REQUIREMENTS -
[A] Restate as a bulleted list the paragraph of the Saturday Night Fever review that begins "When Tony hears about a dance competition," keeping its main facts.
[B] Carry on the Saturday Night Fever review, starting right after its last sentence.

SELECTED PASSAGE -
----

A Night with Saturday Night Fever

Last night, we went to watch Ben Kenwright’s stage adaptation on one of paramount’s highest grossing films, ‘Saturday Night Fever.’ The scene is set in Brooklyn, New York where the 19-year-old Tony Manero (Richard Winsor) is working in a dead-end job and still living at home with his squabbling parents, including a sorry excuse for a father. Feeling restless and frustrated, Tony turns to disco dance as an outlet, spending his weekends in club 2001 Odyssey.

When Tony hears about a dance competition offering a $1,000 prize, he doesn’t have to think twice, this is the opportunity he’s been waiting for. Que the ladies. His moves and charisma attract the attention of Annette (Anna Campkin) and strong minded Stephanie Mangano (Kate Parr), who eventually agrees to become his dance partner, much to the dismay of Annette. The film budget was $2.5m but went on to gross $285m (£217.5m), propelling John Travolta to stardom. John Badham (Director) was quoted as saying “If you’d told me 40 years ago we’d still be talking about it today, I’d never have believed you.” (38 years old at the time). The film paved the way for disco madness and the Bee Gees soundtrack became one of the best selling movie soundtracks of all time.

Songs include ‘Stayin’ Alive’, ‘Night Fever’, ‘How deep is your love’, ‘More than a women’ and ‘If I can’t have you’.

Winsor really does capture Tony’s innocent arrogance, creating some lovely amusing moments, particularly in his attempts to try and win Stephanie affections. I did however feel this wasn’t quite as well reflected through Winsor’s dance performances, as it was acted. Winsor showcased an infusion of both contemporary and disco styles, perhaps down to Kenwrights ‘reimagined’ adaption.

----

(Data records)
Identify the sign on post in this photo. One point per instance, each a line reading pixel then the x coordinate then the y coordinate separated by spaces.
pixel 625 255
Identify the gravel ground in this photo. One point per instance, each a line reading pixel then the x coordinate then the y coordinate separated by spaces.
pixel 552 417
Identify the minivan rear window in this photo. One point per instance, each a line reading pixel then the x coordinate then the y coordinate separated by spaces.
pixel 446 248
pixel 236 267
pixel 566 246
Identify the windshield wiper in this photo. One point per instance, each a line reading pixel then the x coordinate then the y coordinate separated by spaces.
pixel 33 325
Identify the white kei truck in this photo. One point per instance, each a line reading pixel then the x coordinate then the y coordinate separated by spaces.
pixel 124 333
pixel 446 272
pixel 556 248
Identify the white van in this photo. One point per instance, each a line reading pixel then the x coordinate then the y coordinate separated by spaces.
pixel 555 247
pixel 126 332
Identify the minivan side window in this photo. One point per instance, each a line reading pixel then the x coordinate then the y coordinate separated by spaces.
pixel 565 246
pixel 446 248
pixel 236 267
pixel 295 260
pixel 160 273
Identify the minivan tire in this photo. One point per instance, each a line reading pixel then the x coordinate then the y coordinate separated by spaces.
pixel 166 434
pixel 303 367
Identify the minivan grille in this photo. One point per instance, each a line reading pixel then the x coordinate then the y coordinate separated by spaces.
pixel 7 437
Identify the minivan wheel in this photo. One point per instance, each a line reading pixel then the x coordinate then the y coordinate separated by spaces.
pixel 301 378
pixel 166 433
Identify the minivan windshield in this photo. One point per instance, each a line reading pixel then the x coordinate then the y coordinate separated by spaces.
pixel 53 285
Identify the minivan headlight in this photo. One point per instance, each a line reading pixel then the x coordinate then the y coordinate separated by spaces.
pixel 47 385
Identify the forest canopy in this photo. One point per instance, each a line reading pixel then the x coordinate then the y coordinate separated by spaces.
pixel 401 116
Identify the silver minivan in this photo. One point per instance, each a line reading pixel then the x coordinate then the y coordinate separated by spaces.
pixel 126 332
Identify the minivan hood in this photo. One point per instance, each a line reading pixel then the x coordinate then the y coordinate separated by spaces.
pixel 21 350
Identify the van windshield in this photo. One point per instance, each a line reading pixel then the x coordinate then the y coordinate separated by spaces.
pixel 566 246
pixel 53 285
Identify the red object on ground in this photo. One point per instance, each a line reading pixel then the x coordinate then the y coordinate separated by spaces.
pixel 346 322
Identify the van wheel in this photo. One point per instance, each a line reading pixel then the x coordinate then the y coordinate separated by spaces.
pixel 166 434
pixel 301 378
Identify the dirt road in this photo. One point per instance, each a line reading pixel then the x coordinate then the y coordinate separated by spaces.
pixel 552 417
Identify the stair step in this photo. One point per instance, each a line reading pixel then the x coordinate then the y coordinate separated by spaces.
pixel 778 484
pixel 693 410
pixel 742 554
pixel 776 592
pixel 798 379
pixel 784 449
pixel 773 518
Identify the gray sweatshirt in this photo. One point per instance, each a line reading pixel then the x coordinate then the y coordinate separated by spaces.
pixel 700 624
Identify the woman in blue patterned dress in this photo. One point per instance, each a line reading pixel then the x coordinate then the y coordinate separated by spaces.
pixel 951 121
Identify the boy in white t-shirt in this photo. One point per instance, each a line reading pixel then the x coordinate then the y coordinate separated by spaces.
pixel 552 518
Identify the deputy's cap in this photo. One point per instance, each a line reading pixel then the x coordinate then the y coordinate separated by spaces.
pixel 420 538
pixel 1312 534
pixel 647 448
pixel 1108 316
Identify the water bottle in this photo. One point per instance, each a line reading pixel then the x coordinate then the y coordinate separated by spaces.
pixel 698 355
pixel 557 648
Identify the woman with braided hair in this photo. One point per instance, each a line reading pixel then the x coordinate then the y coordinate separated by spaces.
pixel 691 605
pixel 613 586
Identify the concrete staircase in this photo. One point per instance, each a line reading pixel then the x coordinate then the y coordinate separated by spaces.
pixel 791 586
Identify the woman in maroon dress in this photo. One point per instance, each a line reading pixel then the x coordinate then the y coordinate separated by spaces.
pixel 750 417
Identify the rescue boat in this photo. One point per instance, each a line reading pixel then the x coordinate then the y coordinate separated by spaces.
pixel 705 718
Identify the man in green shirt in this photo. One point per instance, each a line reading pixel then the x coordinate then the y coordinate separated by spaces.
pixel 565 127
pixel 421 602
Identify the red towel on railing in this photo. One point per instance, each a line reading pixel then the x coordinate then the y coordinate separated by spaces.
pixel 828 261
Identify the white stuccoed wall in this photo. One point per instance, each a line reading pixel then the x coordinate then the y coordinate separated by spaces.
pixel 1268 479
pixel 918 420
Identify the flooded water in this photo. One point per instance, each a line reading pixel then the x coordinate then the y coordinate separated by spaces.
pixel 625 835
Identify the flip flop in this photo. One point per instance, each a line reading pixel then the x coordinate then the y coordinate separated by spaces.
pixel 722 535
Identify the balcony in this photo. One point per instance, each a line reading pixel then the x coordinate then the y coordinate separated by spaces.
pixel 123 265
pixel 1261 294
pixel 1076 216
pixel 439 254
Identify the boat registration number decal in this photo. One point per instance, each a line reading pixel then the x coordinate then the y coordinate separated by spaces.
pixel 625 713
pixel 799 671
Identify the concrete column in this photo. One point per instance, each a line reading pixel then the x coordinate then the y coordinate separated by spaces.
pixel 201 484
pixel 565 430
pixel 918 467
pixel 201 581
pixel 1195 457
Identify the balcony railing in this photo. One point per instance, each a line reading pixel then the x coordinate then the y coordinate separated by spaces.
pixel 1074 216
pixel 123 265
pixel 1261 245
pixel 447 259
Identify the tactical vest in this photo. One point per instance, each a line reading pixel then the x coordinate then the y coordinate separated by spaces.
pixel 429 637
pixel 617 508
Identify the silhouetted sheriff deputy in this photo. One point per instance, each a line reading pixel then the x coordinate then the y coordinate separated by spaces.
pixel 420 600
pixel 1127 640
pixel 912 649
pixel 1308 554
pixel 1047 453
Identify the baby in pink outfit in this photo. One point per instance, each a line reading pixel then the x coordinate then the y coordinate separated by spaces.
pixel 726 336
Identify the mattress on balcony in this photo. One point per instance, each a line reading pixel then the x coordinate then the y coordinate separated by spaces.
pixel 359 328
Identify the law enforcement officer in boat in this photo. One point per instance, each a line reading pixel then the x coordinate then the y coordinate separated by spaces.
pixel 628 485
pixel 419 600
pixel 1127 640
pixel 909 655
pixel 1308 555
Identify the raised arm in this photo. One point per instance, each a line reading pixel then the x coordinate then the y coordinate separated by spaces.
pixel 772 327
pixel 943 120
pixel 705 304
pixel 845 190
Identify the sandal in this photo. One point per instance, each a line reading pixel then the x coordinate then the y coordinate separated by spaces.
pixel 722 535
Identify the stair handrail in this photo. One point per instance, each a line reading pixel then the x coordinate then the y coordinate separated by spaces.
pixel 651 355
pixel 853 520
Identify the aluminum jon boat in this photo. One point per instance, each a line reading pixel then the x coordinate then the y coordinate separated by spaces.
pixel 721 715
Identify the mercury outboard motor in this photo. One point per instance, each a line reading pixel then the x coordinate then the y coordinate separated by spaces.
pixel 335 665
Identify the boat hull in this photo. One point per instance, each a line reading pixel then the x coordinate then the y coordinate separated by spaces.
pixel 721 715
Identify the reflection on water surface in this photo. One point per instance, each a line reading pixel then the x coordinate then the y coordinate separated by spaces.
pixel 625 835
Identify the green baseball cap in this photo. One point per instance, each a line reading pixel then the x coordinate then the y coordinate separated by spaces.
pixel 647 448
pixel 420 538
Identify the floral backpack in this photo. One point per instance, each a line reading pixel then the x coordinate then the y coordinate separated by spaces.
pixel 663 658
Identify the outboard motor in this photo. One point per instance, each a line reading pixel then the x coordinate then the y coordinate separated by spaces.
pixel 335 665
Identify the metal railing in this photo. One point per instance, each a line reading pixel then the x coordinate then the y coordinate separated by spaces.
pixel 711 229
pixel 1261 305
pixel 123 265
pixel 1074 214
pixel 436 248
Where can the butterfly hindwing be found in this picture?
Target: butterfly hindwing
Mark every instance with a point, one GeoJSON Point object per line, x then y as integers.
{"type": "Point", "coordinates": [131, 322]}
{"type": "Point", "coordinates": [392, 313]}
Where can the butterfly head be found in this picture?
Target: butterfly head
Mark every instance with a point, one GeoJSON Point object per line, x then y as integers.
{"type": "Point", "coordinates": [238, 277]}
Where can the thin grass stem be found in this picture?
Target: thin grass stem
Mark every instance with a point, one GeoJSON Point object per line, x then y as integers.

----

RESPONSES FOR EACH TASK -
[A]
- Tony learns of a dance competition with a $1,000 prize and sees it at once as the opportunity he has been waiting for.
- His moves and charisma attract Annette (Anna Campkin) and the strong-minded Stephanie Mangano (Kate Parr).
- Stephanie eventually agrees to be his dance partner, to Annette's dismay.
- The film had a $2.5m budget, grossed $285m (£217.5m), and made John Travolta a star.
- Director John Badham said he would never have believed that people would still be talking about the film 40 years later.
- The film started a wave of disco madness, and its Bee Gees soundtrack became one of the best-selling movie soundtracks of all time.

[B]
Credit: Pamela Raith

Whilst this was different, I felt this resulted in loosing elements of Tony’s ‘edgy’ and ‘street-wise’ persona. Winsor and the cast don’t miss a beat, something which they can’t be faulted for, however ‘something’ was missing. I was particularly drawn to cast member and dancer Javier Cid who perhaps had ‘that something.’ Parr worked well with Winsor and had an incredible voice on the two occasions when she sang. Tony’s ‘boys’ were likeable and fun, with Raphael Pace pulling on the audiences heartstrings in his portrayal of ‘Bobbie C’.

Credit: Pamela Raith

I really enjoyed the addition of a live band and Bee Gee impersonators on the stage throughout. Costume designer, Gary Mccann also gets it bang on with low-cut, v-neck shirts, funky flares and iridescent, sequinned jumpsuits. If you fancy reminiscing back to the 70’s then this will definitely take you down memory lane.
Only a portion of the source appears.